(Records of labeled points)
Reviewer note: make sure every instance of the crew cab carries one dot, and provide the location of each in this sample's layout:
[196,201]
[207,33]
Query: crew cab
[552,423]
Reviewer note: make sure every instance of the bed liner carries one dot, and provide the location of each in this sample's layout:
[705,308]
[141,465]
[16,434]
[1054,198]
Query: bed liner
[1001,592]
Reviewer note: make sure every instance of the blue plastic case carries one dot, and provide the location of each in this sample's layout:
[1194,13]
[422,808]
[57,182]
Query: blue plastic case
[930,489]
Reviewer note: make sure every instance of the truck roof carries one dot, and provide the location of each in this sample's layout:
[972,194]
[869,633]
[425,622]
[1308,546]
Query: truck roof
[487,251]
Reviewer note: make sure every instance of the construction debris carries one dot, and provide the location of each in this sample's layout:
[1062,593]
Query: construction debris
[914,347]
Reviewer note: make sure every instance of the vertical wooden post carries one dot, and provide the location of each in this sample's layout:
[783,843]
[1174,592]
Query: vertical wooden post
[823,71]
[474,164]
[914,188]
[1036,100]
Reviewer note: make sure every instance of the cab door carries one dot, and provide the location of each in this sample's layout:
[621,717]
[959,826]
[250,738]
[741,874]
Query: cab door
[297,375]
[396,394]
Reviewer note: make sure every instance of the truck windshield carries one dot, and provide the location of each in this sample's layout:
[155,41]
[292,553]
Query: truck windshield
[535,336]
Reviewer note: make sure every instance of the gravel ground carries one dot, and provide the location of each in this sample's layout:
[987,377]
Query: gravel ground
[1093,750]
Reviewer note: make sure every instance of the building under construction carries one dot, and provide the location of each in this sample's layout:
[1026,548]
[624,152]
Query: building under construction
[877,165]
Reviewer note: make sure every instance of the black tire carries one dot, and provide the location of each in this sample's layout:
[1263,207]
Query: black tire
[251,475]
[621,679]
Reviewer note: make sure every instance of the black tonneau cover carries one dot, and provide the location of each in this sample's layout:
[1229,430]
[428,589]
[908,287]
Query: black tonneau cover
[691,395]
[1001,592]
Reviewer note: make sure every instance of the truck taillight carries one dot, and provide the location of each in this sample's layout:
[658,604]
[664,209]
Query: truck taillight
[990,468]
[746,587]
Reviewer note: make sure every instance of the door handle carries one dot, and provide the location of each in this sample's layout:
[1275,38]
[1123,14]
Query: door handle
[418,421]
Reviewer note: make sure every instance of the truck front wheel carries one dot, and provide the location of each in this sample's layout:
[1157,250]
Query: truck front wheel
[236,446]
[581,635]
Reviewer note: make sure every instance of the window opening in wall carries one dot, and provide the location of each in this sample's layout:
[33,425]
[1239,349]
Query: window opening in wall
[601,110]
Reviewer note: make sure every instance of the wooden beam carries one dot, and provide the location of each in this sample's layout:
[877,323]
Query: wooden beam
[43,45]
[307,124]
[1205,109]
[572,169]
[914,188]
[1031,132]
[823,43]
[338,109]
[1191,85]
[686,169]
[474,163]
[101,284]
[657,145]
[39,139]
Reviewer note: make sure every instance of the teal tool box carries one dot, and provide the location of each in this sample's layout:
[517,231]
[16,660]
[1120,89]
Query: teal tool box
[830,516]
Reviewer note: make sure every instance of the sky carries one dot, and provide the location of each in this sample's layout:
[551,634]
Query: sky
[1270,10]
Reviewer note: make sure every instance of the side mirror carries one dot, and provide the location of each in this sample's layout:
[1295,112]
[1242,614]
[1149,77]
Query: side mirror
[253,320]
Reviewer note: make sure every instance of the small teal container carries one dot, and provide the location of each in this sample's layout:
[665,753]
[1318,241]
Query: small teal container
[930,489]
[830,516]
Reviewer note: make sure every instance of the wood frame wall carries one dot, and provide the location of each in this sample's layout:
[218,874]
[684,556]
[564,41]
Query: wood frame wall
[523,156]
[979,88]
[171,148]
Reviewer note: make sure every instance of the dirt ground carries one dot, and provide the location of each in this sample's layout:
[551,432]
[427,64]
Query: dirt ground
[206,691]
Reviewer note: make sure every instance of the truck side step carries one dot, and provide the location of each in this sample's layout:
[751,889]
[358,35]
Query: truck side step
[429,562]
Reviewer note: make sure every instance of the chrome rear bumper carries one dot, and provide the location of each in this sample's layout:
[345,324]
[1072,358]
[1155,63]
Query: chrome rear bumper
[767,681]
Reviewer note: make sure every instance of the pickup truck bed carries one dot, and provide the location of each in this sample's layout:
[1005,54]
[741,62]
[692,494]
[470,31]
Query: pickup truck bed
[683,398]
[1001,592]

**Exercise instructions:**
Emit verbatim the lines running from the one with "Reviewer note: make sure every instance of the teal" through the last line of the data, both endpoints inclusive.

**Problem solution:**
Reviewer note: make sure every instance of the teal tool box carries one dot, and provide the location of each in this sample's layout:
[517,231]
[16,660]
[1120,89]
Query: teal tool box
[830,516]
Reviewer note: make sure every instance of the sky carries one dot, and provide the location of each in this sample's layout:
[551,634]
Query: sky
[1270,10]
Reviewer note: make sure every instance of the side mirror carries one dot, and provide the location of each in this sample's layout:
[1295,112]
[1242,614]
[1149,77]
Query: side mirror
[253,320]
Reviewer note: make sure every instance of the small teal container carries one dot, and provide the location of each in this sample's layout:
[665,753]
[1318,241]
Query: small teal container
[930,489]
[830,516]
Reviewer note: make sure every instance of the wood frame wall carries one dot, and provide the location of each in this sample's layout:
[218,874]
[684,556]
[564,41]
Query: wood frame wall
[523,156]
[979,88]
[171,148]
Reviewer note: make sure every instance of the dirt ground carries one dot, and provide the location of each in this sample's layout:
[551,432]
[427,64]
Query: dirt ground
[206,691]
Reviewer note: make sure every instance of the truck side step carries one dot, and provide the location of each in this sample's layout:
[751,889]
[358,35]
Query: truck side step
[429,562]
Reviewer note: make sure every instance of the chrome rear bumper carries one dot, and provide the location of each in this sample's layout:
[345,324]
[1072,358]
[1155,63]
Query: chrome rear bumper
[767,681]
Reviewer note: make sure every instance of the pickup truck bed carries one dot, and provide the location of each in this sample's layout:
[1005,54]
[741,62]
[692,494]
[470,31]
Query: pickup truck bed
[683,398]
[1001,592]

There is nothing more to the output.